____ RECORDS TO PROCESS

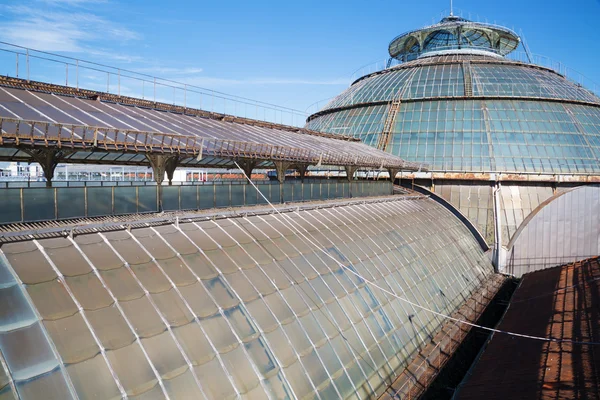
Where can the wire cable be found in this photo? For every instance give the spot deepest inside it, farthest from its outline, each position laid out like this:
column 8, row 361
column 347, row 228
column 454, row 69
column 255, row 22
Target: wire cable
column 448, row 317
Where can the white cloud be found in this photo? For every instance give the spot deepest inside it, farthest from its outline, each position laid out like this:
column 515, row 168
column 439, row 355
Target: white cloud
column 209, row 81
column 55, row 29
column 169, row 71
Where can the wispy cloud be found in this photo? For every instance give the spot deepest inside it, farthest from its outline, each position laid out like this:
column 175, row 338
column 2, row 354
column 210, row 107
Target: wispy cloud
column 79, row 3
column 47, row 28
column 211, row 81
column 169, row 71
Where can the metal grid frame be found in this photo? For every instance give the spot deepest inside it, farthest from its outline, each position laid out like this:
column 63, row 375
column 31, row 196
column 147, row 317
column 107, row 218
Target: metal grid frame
column 269, row 314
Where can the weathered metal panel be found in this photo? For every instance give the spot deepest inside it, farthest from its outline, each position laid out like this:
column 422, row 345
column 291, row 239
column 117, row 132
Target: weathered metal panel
column 563, row 229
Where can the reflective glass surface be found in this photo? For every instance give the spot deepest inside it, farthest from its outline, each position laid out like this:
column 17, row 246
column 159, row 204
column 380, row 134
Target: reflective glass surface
column 521, row 133
column 306, row 303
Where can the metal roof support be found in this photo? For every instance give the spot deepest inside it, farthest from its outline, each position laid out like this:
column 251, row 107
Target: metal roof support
column 162, row 163
column 301, row 168
column 350, row 170
column 393, row 172
column 48, row 160
column 247, row 166
column 281, row 167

________

**EXERCISE GOAL:** Output a faithful copy of the data, with each picture left out.

**OUTPUT:**
Where can the wire cable be found in this photo? For every instance give the spot deepest inside it, farthest from its outline, each position laid out like this:
column 8, row 361
column 347, row 228
column 454, row 69
column 255, row 22
Target: wire cable
column 448, row 317
Where can the white cloud be found in this photo? For every instance give the spot deepest inside it, farthest from its outline, each position laid out like this:
column 515, row 168
column 439, row 355
Target: white cloud
column 209, row 81
column 55, row 29
column 169, row 71
Where can the wispy cloud be found in this photo? For every instance give the spot deepest inside it, farthest from its outline, each position laid out like this:
column 175, row 338
column 2, row 354
column 210, row 107
Target: wispy cloud
column 79, row 3
column 47, row 28
column 211, row 81
column 169, row 71
Where can the metal grid frame be found in this photo? For every instance give the spot deepest inside it, farthest from its outline, each position laid out like this:
column 63, row 375
column 31, row 196
column 147, row 317
column 107, row 218
Target: metal grid frame
column 269, row 314
Where can the weathered metal panel be found in this photo? For every instance give the spot deepest inside it, farthest from its outline, each position laid out like this:
column 422, row 345
column 291, row 239
column 117, row 132
Target: weathered metal panel
column 563, row 229
Where can the reflective glass surface be found in this photo? For every instance give the spot deepest inside it, farthest from its outline, each position laid out like this:
column 17, row 246
column 159, row 204
column 380, row 134
Target: reflective glass surface
column 521, row 133
column 306, row 303
Where can the metal roof support be found in this photo? For every instance give the spot deepest inside it, farthest from its outline, each position laid out like this:
column 251, row 107
Target: metal roof support
column 162, row 163
column 301, row 168
column 350, row 170
column 393, row 172
column 48, row 160
column 247, row 166
column 281, row 167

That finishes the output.